• _DOCUMENT PASSAGE_:
☆ ☆ ☆ ☆

James McCutchen was in a motor vehicle accident and incurred $66,866 in medical bills. These bills were paid for by U.S. Airways’ self-funded ERISA plan. McCutchen hired an attorney and settled his claims for the maximum available insurance of $110,000. After paying his attorney fees of $44,000, McCutchen had $66,000 left. The plan then asserted it was owed the entire amount it previously paid, which would have left McCutchen $866 in the hole. He argued that the plan is limited to recovery of the amount of his settlement representing medical expenses and that the plan should have to share in his attorney’s fees. The plan disagreed.

On April 16, 2013, in U.S. Airways v. McCutchen, the United States Supreme Court rejected McCutchen’s argument that the plan was limited to the portion of his settlement representing medical bills because the language of the plan required full payment. However, the Court found that the plan had to share in the cost of his attorney’s fees because the plan language was silent on how to pay for the costs of obtaining the settlement (known as the “common fund” doctrine). The Court reasoned, “The rationale for the common-fund rule reinforces that conclusion. Third-party recoveries do not often come free: To get one, an insured must incur lawyer’s fees and expenses. Without cost sharing, the insurer free rides on its beneficiary’s efforts — taking the fruits while contributing nothing to the labor. Odder still, in some cases — indeed, in this case — the beneficiary is worse off by pursuing a third party.” See U.S. Airways v. McCutchen.

Following McCutchen, it will be even more important to carefully review the requirements of an ERISA plan to determine whether filing suit would permit a reasonable recovery, or whether it will permit a free ride to the insurer.

☆ ☆ ☆ ☆

• _DATA SUPPLIED_:

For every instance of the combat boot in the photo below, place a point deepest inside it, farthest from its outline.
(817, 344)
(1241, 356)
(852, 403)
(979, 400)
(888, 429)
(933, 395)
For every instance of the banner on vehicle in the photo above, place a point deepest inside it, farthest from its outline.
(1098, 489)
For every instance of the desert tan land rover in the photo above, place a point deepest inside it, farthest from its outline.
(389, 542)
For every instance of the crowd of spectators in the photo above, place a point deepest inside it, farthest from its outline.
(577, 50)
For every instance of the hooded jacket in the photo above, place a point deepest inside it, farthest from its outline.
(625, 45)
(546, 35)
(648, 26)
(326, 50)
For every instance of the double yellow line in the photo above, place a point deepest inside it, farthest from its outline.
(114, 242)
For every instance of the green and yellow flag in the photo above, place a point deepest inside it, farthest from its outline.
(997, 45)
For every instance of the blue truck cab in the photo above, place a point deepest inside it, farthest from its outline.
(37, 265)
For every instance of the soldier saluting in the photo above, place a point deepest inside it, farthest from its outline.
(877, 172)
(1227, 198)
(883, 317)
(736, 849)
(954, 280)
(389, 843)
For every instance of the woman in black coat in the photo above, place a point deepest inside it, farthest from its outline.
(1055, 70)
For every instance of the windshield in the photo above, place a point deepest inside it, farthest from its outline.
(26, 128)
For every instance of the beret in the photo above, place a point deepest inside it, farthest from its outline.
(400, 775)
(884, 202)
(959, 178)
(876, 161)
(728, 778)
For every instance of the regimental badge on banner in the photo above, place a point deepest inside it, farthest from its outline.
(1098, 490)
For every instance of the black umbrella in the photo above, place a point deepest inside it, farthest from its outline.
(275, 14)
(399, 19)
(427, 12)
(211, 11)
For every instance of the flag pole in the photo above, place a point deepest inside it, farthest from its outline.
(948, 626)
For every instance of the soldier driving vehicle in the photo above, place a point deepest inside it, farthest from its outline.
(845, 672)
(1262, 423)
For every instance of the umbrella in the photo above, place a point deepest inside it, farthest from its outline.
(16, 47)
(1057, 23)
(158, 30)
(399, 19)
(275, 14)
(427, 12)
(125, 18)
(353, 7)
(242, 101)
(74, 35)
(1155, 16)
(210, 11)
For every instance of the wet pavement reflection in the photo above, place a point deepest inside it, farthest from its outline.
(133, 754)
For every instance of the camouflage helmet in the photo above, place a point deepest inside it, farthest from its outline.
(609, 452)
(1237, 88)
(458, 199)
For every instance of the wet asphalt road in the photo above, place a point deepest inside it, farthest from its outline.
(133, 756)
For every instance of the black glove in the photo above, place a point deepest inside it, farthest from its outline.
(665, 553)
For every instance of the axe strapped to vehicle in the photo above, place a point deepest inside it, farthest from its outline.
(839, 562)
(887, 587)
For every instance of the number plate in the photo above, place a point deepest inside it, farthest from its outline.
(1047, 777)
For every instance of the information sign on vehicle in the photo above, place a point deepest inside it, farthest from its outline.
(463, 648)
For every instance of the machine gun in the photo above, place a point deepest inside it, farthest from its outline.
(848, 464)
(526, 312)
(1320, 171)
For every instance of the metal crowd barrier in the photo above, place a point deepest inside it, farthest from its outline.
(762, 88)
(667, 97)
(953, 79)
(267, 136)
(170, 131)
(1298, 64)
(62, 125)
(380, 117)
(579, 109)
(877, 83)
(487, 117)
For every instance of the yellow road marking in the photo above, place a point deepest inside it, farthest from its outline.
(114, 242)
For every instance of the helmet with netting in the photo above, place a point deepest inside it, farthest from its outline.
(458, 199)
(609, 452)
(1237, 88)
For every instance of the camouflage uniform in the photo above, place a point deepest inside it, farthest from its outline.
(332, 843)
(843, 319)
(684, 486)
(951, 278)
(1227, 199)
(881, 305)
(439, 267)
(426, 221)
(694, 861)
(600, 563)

☆ ☆ ☆ ☆

• _TASK_: Can you reproduce, word for word, the part of the McCutchen case summary above starting with "James McCutchen was" and going on through "The plan disagreed."?

• _ANSWER BELOW_:
James McCutchen was in a motor vehicle accident and incurred $66,866 in medical bills. These bills were paid for by U.S. Airways’ self-funded ERISA plan. McCutchen hired an attorney and settled his claims for the maximum available insurance of $110,000. After paying his attorney fees of $44,000, McCutchen had $66,000 left. The plan then asserted it was owed the entire amount it previously paid, which would have left McCutchen $866 in the hole. He argued that the plan is limited to recovery of the amount of his settlement representing medical expenses and that the plan should have to share in his attorney’s fees. The plan disagreed.